» **Source text**
• Lykeion
  • Posts
  • The Inverted TIPS Yield Curve

The Inverted TIPS Yield Curve

When the TIPS Yield Curve inverts, things tend to happen in a big way

We’re trying something a bit different this month with our Charts publication.

Jeff Snider mentioned, as we were working on the last Dollar piece together, that there are economic ‘warning signs’ all over the place, most noticeable in the historically inverted TIPS Yield Curve.

TIPS breakevens, or breakeven inflation rates, are the difference between the nominal and the inflation-adjusted bond yield of the same maturity. In other words, they help us gauge what the implied level of inflation expectation is across different maturities.

Instinctively, you would expect to see inflation (read higher prices) to have a greater impact as you move out the maturity curve; that is, the level of inflation should be higher in the long-term than in the short term. This makes sense in a world in which you would expect to see a certain level of prosperity growth, which pushes the general level of wealth higher, leading to higher prices (to all the PhD in economics out there, we can feel you’re breathing heavier… we’re only simplifying to help contextualize the chart).

The current reality is different though. The above-mentioned measures of inflation expectations inverted in December of last year. The 5-year breakeven is higher than the 10-year, and both of those are also becoming substantially higher than the 5-year/5-year forward inflation rate (which is derived from the breakevens at the 5s and 10s).

Given we hold Jeff in high regard, we wanted to get some thoughts on this chart from a handful of people who are way smarter than us to see if their opinion differed.

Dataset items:
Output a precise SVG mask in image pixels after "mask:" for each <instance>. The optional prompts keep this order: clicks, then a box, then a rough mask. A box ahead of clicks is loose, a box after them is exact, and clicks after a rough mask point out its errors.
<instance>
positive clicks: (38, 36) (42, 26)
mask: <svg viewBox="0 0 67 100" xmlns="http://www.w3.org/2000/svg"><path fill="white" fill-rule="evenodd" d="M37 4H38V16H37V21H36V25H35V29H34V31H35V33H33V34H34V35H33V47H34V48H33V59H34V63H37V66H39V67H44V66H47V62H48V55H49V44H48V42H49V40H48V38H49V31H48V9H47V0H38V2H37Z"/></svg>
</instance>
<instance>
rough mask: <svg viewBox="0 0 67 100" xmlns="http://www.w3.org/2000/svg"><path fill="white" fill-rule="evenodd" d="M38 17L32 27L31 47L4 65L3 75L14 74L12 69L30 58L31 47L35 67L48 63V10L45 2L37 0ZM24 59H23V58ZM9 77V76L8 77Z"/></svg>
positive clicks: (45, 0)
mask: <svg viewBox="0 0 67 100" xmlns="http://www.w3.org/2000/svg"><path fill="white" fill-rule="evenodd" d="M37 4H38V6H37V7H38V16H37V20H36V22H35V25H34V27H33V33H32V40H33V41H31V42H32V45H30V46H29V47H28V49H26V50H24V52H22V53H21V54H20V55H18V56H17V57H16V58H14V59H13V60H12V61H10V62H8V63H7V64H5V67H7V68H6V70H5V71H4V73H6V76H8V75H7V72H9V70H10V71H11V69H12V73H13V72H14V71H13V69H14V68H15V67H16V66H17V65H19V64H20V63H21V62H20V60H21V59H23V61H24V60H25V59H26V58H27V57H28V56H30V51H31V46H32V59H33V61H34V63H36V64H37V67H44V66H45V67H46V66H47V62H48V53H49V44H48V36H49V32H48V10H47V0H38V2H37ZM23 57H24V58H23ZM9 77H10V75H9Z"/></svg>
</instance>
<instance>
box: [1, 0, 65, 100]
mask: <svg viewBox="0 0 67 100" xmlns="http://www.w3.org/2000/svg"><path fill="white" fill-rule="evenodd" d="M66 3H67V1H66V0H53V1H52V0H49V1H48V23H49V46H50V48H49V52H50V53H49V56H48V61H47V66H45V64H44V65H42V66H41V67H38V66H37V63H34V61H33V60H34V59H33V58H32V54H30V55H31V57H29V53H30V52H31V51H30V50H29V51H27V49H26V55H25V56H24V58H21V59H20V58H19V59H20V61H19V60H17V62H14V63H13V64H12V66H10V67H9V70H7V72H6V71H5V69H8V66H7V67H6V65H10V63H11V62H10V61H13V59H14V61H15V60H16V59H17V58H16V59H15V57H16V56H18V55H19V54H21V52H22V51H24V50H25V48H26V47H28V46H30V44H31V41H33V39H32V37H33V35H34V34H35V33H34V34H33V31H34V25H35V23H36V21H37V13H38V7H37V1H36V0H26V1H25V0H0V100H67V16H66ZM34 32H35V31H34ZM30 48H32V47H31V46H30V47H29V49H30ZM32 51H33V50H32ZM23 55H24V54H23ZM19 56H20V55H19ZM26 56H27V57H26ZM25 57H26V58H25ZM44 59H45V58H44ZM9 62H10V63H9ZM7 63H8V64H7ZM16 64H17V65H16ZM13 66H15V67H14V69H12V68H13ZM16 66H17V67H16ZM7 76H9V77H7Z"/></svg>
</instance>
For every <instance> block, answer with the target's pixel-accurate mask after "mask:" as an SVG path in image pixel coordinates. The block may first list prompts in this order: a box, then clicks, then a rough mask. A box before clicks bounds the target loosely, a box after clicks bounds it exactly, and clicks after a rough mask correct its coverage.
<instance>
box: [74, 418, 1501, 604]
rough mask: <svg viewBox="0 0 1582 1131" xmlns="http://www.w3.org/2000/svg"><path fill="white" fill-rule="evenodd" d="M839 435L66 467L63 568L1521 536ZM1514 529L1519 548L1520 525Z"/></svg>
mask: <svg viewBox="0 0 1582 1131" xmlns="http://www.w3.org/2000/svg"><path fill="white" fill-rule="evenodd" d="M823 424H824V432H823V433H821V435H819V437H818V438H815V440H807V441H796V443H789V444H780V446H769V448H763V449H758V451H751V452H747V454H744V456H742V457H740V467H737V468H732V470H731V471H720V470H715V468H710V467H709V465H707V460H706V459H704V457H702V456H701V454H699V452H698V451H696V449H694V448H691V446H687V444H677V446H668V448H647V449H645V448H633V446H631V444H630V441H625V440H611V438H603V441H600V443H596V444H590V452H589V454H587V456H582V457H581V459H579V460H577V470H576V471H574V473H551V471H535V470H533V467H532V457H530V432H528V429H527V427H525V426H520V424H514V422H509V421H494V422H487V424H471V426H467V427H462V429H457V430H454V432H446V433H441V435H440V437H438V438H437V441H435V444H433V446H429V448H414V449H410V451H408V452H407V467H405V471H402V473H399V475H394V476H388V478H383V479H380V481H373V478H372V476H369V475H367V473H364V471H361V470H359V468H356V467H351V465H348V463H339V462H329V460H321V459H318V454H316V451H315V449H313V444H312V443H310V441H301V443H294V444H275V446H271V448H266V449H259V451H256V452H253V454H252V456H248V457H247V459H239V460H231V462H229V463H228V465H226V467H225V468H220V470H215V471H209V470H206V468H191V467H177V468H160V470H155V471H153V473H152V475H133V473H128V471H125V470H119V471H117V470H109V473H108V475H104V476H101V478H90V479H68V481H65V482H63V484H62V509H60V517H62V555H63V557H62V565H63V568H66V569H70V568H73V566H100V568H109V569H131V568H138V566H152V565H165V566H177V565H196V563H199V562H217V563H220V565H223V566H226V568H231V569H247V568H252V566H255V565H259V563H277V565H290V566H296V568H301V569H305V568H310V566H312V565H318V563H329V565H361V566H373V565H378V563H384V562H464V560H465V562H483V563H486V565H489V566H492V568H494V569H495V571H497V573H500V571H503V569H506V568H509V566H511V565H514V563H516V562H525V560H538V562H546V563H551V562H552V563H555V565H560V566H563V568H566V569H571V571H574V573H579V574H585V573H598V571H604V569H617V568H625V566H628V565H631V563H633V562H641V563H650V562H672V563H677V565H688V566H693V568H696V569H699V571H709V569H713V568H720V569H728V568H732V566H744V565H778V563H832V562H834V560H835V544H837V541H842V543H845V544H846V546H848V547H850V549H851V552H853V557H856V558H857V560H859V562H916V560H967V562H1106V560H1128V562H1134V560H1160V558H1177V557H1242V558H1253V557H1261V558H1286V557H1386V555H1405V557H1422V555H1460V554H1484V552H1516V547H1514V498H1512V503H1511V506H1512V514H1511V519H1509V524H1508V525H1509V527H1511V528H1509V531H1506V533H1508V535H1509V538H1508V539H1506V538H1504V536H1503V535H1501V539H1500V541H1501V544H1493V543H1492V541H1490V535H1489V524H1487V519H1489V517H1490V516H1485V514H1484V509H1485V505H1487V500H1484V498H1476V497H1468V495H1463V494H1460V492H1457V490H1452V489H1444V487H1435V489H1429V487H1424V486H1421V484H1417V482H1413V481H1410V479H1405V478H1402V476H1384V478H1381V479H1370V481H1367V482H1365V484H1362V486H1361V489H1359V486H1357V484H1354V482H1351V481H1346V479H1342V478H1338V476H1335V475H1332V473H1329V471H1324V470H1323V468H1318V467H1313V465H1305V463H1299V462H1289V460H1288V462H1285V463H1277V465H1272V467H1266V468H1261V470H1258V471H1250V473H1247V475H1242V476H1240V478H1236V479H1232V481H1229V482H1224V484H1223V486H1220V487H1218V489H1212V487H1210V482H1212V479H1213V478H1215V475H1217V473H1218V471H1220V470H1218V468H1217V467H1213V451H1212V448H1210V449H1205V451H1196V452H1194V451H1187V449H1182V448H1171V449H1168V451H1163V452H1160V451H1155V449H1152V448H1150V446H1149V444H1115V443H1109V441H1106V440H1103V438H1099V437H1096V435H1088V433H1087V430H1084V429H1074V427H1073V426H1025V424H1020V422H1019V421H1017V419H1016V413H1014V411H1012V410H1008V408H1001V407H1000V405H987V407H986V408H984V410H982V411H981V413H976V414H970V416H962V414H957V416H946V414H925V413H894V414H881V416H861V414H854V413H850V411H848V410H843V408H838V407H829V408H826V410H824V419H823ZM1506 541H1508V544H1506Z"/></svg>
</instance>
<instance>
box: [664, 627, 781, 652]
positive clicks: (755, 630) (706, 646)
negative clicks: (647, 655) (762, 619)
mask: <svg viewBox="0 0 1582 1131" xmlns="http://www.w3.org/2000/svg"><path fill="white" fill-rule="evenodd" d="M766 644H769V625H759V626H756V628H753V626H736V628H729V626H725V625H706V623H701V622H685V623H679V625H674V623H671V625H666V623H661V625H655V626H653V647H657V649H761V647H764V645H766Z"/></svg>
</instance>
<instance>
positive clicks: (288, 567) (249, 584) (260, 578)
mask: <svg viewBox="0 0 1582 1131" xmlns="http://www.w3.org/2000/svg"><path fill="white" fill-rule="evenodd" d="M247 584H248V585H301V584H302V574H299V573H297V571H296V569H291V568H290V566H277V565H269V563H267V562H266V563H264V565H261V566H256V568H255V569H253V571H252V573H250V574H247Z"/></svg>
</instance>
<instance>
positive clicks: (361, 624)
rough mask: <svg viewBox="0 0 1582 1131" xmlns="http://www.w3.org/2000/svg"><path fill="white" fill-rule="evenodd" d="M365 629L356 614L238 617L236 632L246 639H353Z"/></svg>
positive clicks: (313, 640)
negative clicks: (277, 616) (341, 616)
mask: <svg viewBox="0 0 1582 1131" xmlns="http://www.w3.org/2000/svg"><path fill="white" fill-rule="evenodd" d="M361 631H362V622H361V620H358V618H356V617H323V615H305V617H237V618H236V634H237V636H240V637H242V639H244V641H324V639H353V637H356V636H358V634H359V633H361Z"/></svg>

» **Instructions to follow**
Translate this sentence from the TIPS yield curve post above into Spanish: "The above-mentioned measures of inflation expectations inverted in December of last year."

» **Reply to the task**
Las medidas de expectativas de inflación mencionadas anteriormente se invirtieron en diciembre del año pasado.